- **Given task**: Copy the data below word for word, beginning with the line that contains "Where can you see the turbulent" and continuing through the end of the data.

A run of data
******************************

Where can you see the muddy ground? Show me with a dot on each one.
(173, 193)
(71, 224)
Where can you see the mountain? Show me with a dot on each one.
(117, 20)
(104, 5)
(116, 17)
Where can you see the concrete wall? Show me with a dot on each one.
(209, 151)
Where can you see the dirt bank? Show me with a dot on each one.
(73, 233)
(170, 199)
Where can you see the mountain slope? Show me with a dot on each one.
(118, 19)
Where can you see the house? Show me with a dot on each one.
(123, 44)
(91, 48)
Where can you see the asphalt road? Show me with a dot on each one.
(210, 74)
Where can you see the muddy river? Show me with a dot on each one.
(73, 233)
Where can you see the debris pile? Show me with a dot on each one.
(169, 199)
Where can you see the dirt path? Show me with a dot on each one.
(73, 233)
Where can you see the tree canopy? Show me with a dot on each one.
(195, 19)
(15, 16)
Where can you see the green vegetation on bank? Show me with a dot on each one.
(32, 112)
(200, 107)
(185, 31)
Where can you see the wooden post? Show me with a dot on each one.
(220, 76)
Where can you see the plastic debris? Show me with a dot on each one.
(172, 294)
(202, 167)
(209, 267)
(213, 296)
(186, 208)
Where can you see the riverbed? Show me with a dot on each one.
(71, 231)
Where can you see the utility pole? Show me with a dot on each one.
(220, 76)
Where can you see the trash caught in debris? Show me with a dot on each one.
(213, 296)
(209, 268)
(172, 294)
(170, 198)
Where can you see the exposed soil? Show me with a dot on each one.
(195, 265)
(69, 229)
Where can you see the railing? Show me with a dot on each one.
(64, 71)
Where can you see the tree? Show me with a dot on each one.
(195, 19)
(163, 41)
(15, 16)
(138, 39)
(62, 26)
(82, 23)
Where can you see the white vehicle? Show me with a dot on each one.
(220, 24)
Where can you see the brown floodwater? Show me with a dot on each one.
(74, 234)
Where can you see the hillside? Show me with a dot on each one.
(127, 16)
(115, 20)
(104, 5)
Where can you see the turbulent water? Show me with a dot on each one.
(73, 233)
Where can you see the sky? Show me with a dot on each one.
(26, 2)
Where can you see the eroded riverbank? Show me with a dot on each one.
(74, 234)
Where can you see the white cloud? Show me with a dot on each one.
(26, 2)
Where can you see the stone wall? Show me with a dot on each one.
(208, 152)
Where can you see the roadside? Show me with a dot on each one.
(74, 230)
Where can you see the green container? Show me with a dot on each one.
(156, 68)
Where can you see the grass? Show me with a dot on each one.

******************************

- **Completed task**:
Where can you see the turbulent water? Show me with a dot on each one.
(73, 233)
Where can you see the sky? Show me with a dot on each one.
(26, 2)
Where can you see the eroded riverbank? Show me with a dot on each one.
(74, 234)
Where can you see the white cloud? Show me with a dot on each one.
(26, 2)
Where can you see the stone wall? Show me with a dot on each one.
(208, 152)
Where can you see the roadside? Show me with a dot on each one.
(74, 230)
Where can you see the green container? Show me with a dot on each one.
(156, 68)
Where can you see the grass? Show me with a dot on each one.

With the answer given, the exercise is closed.